## Stated problem
Give the part of the material that begins at the line containing "woman's leg, one" and stops after the line containing "pixel 86 112" as a JSON list of strings, one string per line, with blank lines left out. Omit the pictures from your answer.

%%

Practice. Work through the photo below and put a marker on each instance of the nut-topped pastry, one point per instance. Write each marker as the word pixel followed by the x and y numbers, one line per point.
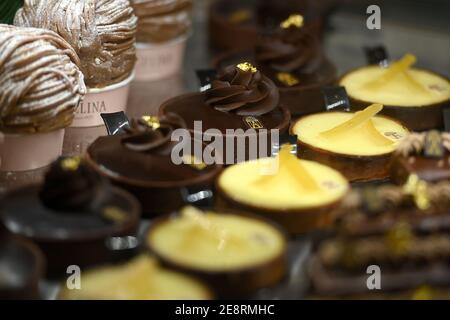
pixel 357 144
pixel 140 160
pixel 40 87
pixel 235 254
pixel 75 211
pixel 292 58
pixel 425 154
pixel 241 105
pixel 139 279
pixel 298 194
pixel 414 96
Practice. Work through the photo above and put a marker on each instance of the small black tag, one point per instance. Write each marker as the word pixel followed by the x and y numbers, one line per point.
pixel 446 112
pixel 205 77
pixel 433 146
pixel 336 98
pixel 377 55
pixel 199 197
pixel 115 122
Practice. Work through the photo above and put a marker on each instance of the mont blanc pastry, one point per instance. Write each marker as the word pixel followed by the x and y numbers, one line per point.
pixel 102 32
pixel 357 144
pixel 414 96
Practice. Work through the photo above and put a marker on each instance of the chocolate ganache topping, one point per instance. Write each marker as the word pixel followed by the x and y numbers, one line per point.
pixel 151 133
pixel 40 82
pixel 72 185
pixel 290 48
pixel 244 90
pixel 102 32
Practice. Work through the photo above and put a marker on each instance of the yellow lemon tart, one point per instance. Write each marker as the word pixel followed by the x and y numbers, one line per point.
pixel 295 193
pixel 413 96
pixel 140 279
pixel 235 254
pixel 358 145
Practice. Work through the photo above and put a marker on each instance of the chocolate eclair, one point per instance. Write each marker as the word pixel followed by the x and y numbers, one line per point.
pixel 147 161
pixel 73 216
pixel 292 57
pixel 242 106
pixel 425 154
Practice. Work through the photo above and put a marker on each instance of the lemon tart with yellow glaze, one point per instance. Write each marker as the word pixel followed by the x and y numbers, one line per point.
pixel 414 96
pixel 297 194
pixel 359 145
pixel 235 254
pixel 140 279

%%
%%

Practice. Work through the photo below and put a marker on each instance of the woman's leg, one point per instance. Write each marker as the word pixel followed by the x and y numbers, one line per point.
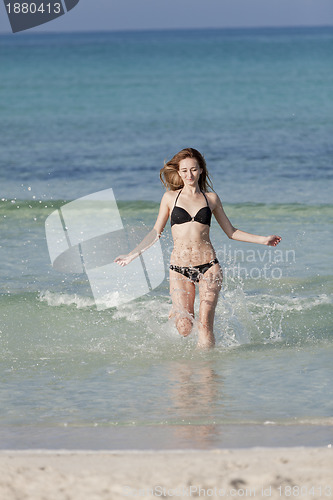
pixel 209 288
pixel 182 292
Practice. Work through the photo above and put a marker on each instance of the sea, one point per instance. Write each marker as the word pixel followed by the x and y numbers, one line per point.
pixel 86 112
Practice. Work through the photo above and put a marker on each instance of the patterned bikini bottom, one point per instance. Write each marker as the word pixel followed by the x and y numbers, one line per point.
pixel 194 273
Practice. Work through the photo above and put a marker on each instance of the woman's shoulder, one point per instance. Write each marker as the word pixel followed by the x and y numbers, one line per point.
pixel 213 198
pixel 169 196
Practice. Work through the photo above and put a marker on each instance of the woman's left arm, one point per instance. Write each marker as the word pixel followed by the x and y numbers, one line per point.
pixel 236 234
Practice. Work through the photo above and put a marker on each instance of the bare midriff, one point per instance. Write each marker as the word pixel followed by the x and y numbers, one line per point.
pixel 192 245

%%

## Correct response
[
  "Practice. Work through the photo below and put a marker on each instance of the woman's leg, one point per instance. Write each marker as the word pixel followed by the x and y numbers, one line per point.",
  "pixel 209 288",
  "pixel 182 292",
  "Practice. Work through the photo above and put a marker on each instance of the sea, one point per instance. Write each marker as the word pixel followed by the x and y numbers, one line per point.",
  "pixel 86 112"
]